[DATASET CONTENT Boundary: Start]

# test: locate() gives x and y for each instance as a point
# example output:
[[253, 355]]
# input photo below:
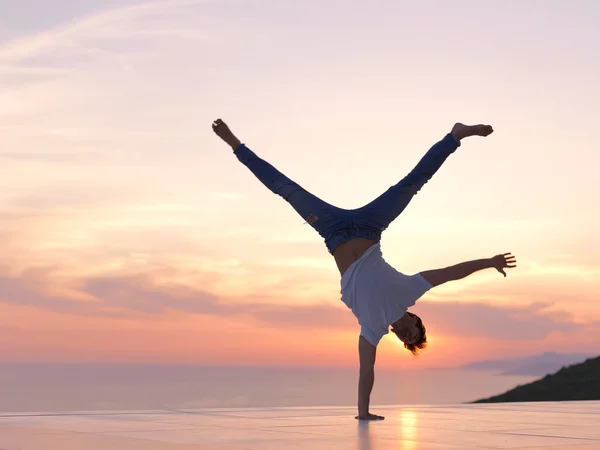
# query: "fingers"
[[510, 260], [370, 417], [217, 123]]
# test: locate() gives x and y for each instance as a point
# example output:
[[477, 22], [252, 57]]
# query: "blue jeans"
[[336, 225]]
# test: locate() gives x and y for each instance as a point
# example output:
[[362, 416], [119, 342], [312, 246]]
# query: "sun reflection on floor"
[[408, 429]]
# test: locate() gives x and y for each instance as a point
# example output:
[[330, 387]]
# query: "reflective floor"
[[565, 425]]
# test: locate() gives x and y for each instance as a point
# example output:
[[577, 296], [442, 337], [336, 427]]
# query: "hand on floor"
[[369, 416]]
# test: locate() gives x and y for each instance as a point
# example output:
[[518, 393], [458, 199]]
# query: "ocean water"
[[53, 387]]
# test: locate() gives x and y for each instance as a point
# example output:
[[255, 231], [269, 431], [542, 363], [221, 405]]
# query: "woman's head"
[[411, 331]]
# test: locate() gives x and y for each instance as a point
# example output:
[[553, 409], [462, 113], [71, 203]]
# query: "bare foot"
[[462, 131], [222, 130]]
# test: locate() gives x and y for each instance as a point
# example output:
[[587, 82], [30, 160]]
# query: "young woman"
[[377, 294]]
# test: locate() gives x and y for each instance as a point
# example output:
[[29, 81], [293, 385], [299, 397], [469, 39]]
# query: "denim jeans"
[[336, 225]]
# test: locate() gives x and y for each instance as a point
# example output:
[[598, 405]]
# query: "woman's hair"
[[415, 347]]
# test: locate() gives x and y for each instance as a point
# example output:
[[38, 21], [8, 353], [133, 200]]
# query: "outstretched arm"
[[366, 352], [463, 270]]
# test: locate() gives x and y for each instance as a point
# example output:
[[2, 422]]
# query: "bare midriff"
[[348, 252]]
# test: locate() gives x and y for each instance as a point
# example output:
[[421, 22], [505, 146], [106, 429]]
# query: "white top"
[[378, 294]]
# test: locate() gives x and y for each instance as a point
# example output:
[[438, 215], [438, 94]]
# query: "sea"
[[85, 387]]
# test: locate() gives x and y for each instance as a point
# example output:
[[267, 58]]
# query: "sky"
[[130, 233]]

[DATASET CONTENT Boundary: End]

WHAT THE EXERCISE ASKS. Repeat the full set of records exactly, and output no pictures.

RESPONSE AREA.
# test: locate() gives x and y for each instance as a point
# example output:
[[253, 355]]
# input photo below:
# query: "fingers"
[[510, 260], [370, 417], [217, 123]]
# test: locate() gives x and y for each instance as a point
# example output:
[[477, 22], [252, 57]]
# query: "blue jeans"
[[336, 225]]
# test: locate() gives x and y for each instance as a point
# example output:
[[362, 416], [119, 342], [312, 246]]
# query: "sun reflection on floor"
[[408, 429]]
# test: locate() gives x and y for each instance as a point
# example output:
[[330, 387]]
# query: "reflective floor"
[[565, 425]]
# test: locate() gives x and y for each instance as a point
# example output:
[[577, 296], [442, 337], [336, 427]]
# query: "hand on floor"
[[369, 416]]
# test: locate() gives x and y for each instance as a point
# example output:
[[518, 393], [458, 199]]
# query: "ocean water"
[[53, 387]]
# test: locate() gives x and y for each instance as a point
# example output:
[[255, 231], [269, 431], [542, 363], [221, 405]]
# query: "woman's head"
[[411, 331]]
# test: locate() gives x and y for each instance as a point
# example output:
[[553, 409], [462, 113], [71, 203]]
# query: "bare foot"
[[462, 131], [222, 130]]
# test: locate() gives x and y for each instance as a point
# example output:
[[587, 82], [30, 160]]
# query: "young woman"
[[377, 294]]
# test: locate() gives x and y for each instance as a point
# example output:
[[29, 81], [293, 385], [299, 397], [469, 39]]
# query: "denim jeans"
[[336, 225]]
# test: locate() gives x and y for each instance as a point
# example output:
[[598, 405]]
# query: "woman's hair"
[[415, 347]]
# test: locate() gives x and y for each instance as a point
# example output:
[[38, 21], [8, 353], [133, 200]]
# query: "outstretched arm"
[[366, 352], [463, 270]]
# test: locate() gives x and y for each instance as a point
# example output:
[[2, 422]]
# query: "bare midriff"
[[348, 252]]
# test: locate() gives x and y for each instance as a point
# example output:
[[421, 22], [505, 146], [106, 429]]
# query: "white top"
[[378, 294]]
# test: locate() gives x and y for each instance as a point
# example output:
[[438, 215], [438, 94]]
# query: "sea"
[[85, 387]]
# test: locate() gives x and y for each instance as a point
# example output:
[[267, 58]]
# query: "sky"
[[130, 233]]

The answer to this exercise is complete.